** Passage shown **
Content starts

Bangladesh aims to be tobacco-free by 2040
Bangladesh’s Prime Minister has promised to make the country tobacco-free by 2040, said SM Sirajul Haque, Mayor of Tangail in Bangladesh. He said that we cannot create a smart Bangladesh unless children and adults alike make smart decisions which are good for them and for the country. If people use tobacco then they will be unhealthy and also cause havoc on their family. Staying away from tobacco use is vital. That is why he is encouraging those who use tobacco in his Tangail region to quit tobacco use by benefitting from tobacco cessation services. Tobacco retail is not allowed within 100 metres of educational institutions and to those who are under 18 years of age, he added.
Tobacco use in Bangladesh has reduced in the past 20 years as per the World Health Organization (WHO) Global Health Data Observatory. From 57.6% in 2000, tobacco use has come down to 34.7% in 2020. However, tobacco consumption in Cox’s Bazar was found to be higher than the national average at 43.4%.

Content ends

** Source information **

Content starts

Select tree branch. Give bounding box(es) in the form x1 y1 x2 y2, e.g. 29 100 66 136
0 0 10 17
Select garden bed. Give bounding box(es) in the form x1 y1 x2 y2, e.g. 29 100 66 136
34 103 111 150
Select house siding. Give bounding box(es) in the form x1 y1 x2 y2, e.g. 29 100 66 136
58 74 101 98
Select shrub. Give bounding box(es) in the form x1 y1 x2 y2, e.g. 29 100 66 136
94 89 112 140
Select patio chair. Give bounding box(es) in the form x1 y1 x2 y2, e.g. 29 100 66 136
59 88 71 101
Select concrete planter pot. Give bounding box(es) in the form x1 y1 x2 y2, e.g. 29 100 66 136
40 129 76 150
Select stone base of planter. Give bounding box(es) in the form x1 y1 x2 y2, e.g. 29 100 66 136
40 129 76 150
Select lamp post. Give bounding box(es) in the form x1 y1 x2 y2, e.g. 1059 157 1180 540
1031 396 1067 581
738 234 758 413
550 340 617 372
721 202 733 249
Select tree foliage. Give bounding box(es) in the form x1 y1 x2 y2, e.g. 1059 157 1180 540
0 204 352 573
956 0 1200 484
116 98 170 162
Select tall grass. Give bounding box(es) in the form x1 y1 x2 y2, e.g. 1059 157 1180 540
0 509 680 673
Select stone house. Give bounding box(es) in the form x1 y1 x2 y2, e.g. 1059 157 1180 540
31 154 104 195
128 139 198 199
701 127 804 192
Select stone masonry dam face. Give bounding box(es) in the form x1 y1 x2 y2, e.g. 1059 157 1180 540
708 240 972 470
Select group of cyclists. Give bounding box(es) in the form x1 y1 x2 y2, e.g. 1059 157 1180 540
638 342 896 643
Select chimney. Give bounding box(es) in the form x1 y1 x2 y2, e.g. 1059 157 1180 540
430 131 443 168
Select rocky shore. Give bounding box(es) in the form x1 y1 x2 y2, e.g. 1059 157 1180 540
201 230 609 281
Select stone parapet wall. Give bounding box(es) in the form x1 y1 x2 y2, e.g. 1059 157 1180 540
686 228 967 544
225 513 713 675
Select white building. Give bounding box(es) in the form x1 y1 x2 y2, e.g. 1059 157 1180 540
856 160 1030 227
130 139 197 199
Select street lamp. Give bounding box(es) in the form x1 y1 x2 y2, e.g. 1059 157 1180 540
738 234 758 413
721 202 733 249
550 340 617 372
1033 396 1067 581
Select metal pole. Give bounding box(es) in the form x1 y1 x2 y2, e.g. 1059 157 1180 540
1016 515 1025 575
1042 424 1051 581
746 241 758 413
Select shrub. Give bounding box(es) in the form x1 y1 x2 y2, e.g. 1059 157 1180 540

Content ends

** About this task **
Answer these questions from the article on tobacco use in Bangladesh:
(a) By what year has the Prime Minister promised to make the country tobacco-free?
(b) Within what distance of educational institutions is tobacco retail not allowed?
(c) What rate of tobacco consumption is given for Cox's Bazar?
The rows have nothing to do with the article on tobacco use in Bangladesh.

** Task response **
(a) 2040
(b) 100 meters
(c) 43.4%